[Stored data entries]
"""

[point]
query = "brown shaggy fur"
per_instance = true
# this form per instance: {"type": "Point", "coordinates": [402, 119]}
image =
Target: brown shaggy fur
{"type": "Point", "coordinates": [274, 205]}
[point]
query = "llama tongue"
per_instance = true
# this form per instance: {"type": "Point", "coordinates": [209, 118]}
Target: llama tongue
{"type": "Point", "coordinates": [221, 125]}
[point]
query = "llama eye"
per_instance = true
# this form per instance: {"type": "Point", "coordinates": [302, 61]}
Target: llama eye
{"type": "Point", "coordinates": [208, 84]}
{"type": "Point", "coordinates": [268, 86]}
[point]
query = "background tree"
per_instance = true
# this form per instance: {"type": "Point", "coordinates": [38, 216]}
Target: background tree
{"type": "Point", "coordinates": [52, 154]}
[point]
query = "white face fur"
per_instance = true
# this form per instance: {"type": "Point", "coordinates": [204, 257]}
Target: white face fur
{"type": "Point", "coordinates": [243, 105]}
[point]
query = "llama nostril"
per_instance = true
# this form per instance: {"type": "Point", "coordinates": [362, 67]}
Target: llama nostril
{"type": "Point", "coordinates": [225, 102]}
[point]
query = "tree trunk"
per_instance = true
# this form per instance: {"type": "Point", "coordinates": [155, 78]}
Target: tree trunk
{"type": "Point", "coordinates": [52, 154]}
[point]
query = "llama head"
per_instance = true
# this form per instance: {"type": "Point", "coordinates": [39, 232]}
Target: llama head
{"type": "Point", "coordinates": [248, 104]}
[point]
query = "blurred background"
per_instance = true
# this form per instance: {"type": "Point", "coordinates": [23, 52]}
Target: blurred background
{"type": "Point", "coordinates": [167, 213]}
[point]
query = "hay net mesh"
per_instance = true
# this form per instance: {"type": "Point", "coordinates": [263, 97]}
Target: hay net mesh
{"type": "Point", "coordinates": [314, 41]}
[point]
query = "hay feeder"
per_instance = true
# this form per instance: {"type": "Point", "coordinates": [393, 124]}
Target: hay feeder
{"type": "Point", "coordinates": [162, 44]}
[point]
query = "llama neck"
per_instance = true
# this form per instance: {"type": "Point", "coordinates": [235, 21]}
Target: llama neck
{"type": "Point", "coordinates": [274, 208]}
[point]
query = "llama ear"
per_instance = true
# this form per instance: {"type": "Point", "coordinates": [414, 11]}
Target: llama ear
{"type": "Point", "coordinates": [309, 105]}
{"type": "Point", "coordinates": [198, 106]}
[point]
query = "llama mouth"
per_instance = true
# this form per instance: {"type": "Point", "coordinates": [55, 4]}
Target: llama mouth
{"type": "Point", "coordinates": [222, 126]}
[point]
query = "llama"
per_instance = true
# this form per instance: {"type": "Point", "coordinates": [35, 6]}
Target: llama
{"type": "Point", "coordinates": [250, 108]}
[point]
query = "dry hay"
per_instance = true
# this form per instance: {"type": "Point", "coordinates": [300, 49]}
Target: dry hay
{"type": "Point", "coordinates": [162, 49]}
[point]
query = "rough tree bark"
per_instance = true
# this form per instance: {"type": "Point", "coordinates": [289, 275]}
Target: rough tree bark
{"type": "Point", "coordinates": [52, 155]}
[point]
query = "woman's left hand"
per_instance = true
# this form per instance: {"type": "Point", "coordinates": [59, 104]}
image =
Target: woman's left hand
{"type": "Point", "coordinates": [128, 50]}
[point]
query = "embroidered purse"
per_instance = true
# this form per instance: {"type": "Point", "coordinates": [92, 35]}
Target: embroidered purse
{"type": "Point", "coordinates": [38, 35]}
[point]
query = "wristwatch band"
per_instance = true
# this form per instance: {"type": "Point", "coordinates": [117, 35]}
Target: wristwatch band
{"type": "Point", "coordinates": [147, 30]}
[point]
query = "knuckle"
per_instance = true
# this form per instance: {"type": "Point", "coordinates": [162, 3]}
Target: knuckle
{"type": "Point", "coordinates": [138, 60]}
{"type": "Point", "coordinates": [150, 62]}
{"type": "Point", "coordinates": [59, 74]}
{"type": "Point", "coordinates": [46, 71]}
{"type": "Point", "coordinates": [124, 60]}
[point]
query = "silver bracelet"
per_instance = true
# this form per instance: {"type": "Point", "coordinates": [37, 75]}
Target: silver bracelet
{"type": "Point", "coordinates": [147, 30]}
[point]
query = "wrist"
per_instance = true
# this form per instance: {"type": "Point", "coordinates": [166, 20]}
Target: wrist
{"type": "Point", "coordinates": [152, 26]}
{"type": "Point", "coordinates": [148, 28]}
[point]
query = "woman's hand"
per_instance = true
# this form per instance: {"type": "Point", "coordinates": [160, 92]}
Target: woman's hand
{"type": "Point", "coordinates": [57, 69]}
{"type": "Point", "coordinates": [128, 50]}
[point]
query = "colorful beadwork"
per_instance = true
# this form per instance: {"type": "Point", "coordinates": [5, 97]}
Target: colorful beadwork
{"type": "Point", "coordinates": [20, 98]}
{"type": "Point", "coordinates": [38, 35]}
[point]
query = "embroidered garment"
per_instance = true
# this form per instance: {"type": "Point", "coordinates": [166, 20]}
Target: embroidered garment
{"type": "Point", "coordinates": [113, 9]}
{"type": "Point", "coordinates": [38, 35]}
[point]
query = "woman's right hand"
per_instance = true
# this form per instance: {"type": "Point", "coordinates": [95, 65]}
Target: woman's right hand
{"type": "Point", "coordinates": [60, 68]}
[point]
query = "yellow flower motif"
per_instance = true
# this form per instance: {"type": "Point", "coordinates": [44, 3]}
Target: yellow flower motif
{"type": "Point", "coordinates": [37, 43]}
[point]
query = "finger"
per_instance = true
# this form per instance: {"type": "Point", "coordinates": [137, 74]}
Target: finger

"""

#### TRY IT:
Each line of the data must be written out exactly as it appears.

#### RESPONSE FOR THIS EXERCISE:
[point]
query = "brown shaggy fur"
per_instance = true
# this form per instance: {"type": "Point", "coordinates": [402, 119]}
image =
Target: brown shaggy fur
{"type": "Point", "coordinates": [274, 205]}
[point]
query = "llama tongue"
per_instance = true
# this form per instance: {"type": "Point", "coordinates": [209, 118]}
Target: llama tongue
{"type": "Point", "coordinates": [221, 125]}
[point]
query = "llama eye"
per_instance = true
# this form per instance: {"type": "Point", "coordinates": [302, 61]}
Target: llama eye
{"type": "Point", "coordinates": [208, 84]}
{"type": "Point", "coordinates": [268, 86]}
[point]
query = "background tree"
per_instance = true
# this form per instance: {"type": "Point", "coordinates": [38, 216]}
Target: background tree
{"type": "Point", "coordinates": [52, 154]}
[point]
query = "white face fur"
per_instance = true
# this form per instance: {"type": "Point", "coordinates": [204, 257]}
Target: white face fur
{"type": "Point", "coordinates": [243, 105]}
[point]
query = "llama nostril"
per_instance = true
# this form per instance: {"type": "Point", "coordinates": [362, 67]}
Target: llama nostril
{"type": "Point", "coordinates": [225, 102]}
[point]
query = "tree trunk"
per_instance = true
# this form per instance: {"type": "Point", "coordinates": [155, 78]}
Target: tree trunk
{"type": "Point", "coordinates": [52, 154]}
[point]
query = "llama head"
per_instance = true
# this form per instance: {"type": "Point", "coordinates": [39, 232]}
Target: llama head
{"type": "Point", "coordinates": [248, 104]}
[point]
query = "blurred background"
per_instance = true
# this form per instance: {"type": "Point", "coordinates": [23, 52]}
Target: blurred background
{"type": "Point", "coordinates": [167, 213]}
[point]
query = "hay net mesh"
per_instance = true
# this form per instance: {"type": "Point", "coordinates": [263, 97]}
Target: hay net mesh
{"type": "Point", "coordinates": [314, 41]}
[point]
query = "hay feeder"
per_instance = true
# this form per instance: {"type": "Point", "coordinates": [393, 124]}
Target: hay feeder
{"type": "Point", "coordinates": [162, 44]}
[point]
query = "llama neck"
per_instance = true
# this form per instance: {"type": "Point", "coordinates": [235, 21]}
Target: llama neck
{"type": "Point", "coordinates": [274, 208]}
[point]
query = "llama ear"
per_instance = true
# this form per instance: {"type": "Point", "coordinates": [414, 11]}
Target: llama ear
{"type": "Point", "coordinates": [309, 105]}
{"type": "Point", "coordinates": [198, 106]}
[point]
query = "llama mouth"
per_instance = true
# this form per instance: {"type": "Point", "coordinates": [55, 4]}
Target: llama mouth
{"type": "Point", "coordinates": [222, 126]}
[point]
query = "llama"
per_instance = true
# this form per instance: {"type": "Point", "coordinates": [35, 6]}
Target: llama
{"type": "Point", "coordinates": [250, 108]}
[point]
query = "dry hay"
per_instance = true
# this form per instance: {"type": "Point", "coordinates": [300, 49]}
Target: dry hay
{"type": "Point", "coordinates": [162, 49]}
[point]
query = "rough tree bark"
per_instance = true
# this form per instance: {"type": "Point", "coordinates": [289, 275]}
Target: rough tree bark
{"type": "Point", "coordinates": [52, 155]}
[point]
query = "woman's left hand"
per_instance = true
# this form per instance: {"type": "Point", "coordinates": [59, 104]}
image =
Target: woman's left hand
{"type": "Point", "coordinates": [128, 50]}
[point]
query = "embroidered purse"
per_instance = true
# this form per instance: {"type": "Point", "coordinates": [92, 35]}
Target: embroidered purse
{"type": "Point", "coordinates": [38, 35]}
[point]
query = "wristwatch band"
per_instance = true
# this form per instance: {"type": "Point", "coordinates": [117, 35]}
Target: wristwatch band
{"type": "Point", "coordinates": [147, 30]}
[point]
query = "knuckle"
per_instance = true
# this form per instance: {"type": "Point", "coordinates": [162, 3]}
Target: knuckle
{"type": "Point", "coordinates": [138, 60]}
{"type": "Point", "coordinates": [150, 62]}
{"type": "Point", "coordinates": [59, 74]}
{"type": "Point", "coordinates": [46, 71]}
{"type": "Point", "coordinates": [124, 60]}
[point]
query = "silver bracelet"
per_instance = true
# this form per instance: {"type": "Point", "coordinates": [37, 75]}
Target: silver bracelet
{"type": "Point", "coordinates": [147, 30]}
[point]
query = "wrist"
per_instance = true
# this form per instance: {"type": "Point", "coordinates": [166, 20]}
Target: wrist
{"type": "Point", "coordinates": [152, 26]}
{"type": "Point", "coordinates": [148, 28]}
[point]
query = "woman's hand"
per_instance = true
# this form per instance: {"type": "Point", "coordinates": [160, 92]}
Target: woman's hand
{"type": "Point", "coordinates": [57, 69]}
{"type": "Point", "coordinates": [128, 50]}
[point]
query = "colorful beadwork"
per_instance = true
# this form per instance: {"type": "Point", "coordinates": [5, 97]}
Target: colorful beadwork
{"type": "Point", "coordinates": [20, 98]}
{"type": "Point", "coordinates": [38, 35]}
[point]
query = "embroidered garment"
per_instance = true
# this form per instance: {"type": "Point", "coordinates": [166, 20]}
Target: embroidered garment
{"type": "Point", "coordinates": [113, 9]}
{"type": "Point", "coordinates": [38, 35]}
[point]
query = "woman's right hand"
per_instance = true
# this form per instance: {"type": "Point", "coordinates": [95, 65]}
Target: woman's right hand
{"type": "Point", "coordinates": [60, 68]}
[point]
query = "yellow flower motif"
per_instance = true
# this form per instance: {"type": "Point", "coordinates": [44, 3]}
Target: yellow flower motif
{"type": "Point", "coordinates": [37, 43]}
[point]
query = "finger"
per_instance = true
# this form per instance: {"type": "Point", "coordinates": [137, 74]}
Target: finger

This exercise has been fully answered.